Text block –
2. Now choose a suitable value for $\lambda$ in order to use a Poisson model to approximate the probabilities:

   Answer

   $\lambda =np=1000\times \frac{1}{2000}=\frac{1}{2}$

   Now recalculate the probability that there are 2 or more defectives using the Poisson distribution with $\lambda =\frac{1}{2}$ :

   Answer

   $\text{P}\left(X=0\right)=e^{-\frac{1}{2}},\text{P}\left(X=1\right)=\frac{1}{2}{e}^{-\frac{1}{2}}$

   $\therefore \text{P}\left(X=0\right)+\text{P}\left(X=1\right)=\frac{3}{2}{e}^{-\frac{1}{2}}=0.9098$ (4 d.p.)

   Hence $\text{P}$ (2 or more defectives) $\simeq 1-0.9098=0.0902$ .

In the above Task we have obtained the same answer to 4 d.p., as the exact binomial calculation, essentially because $p$ was so small. We shall not always be so lucky!

Example 13

In the manufacture of glassware, bubbles can occur in the glass which reduces the status of the glassware to that of a ‘second’. If, on average, one in every 1000 items produced has a bubble, calculate the probability that exactly six items in a batch of three thousand are seconds.

Data provided –
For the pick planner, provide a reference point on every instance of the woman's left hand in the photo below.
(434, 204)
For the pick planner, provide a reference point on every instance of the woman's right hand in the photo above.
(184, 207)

Problems –
(a) Say whether each statement agrees with the Poisson approximation text. Answer yes or no, and quote the words of the text that decide it. (i) The Poisson result matched the exact binomial calculation to 4 d.p. (ii) The text credits this agreement to $p$ being large. (iii) In the glassware example, on average one item in every 100 has a bubble.
(b) Repeat the Poisson approximation text word for word, everything from "Now recalculate the" down to "defectives) $\simeq 1-0.9098=0.0902$ .".

Completed exercise –
(a)
(i) Yes: "we have obtained the same answer to 4 d.p., as the exact binomial calculation"
(ii) No: "essentially because $p$ was so small"
(iii) No: "one in every 1000 items produced has a bubble"

(b)
Now recalculate the probability that there are 2 or more defectives using the Poisson distribution with $\lambda =\frac{1}{2}$ :

   Answer

   $\text{P}\left(X=0\right)=e^{-\frac{1}{2}},\text{P}\left(X=1\right)=\frac{1}{2}{e}^{-\frac{1}{2}}$

   $\therefore \text{P}\left(X=0\right)+\text{P}\left(X=1\right)=\frac{3}{2}{e}^{-\frac{1}{2}}=0.9098$ (4 d.p.)

   Hence $\text{P}$ (2 or more defectives) $\simeq 1-0.9098=0.0902$ .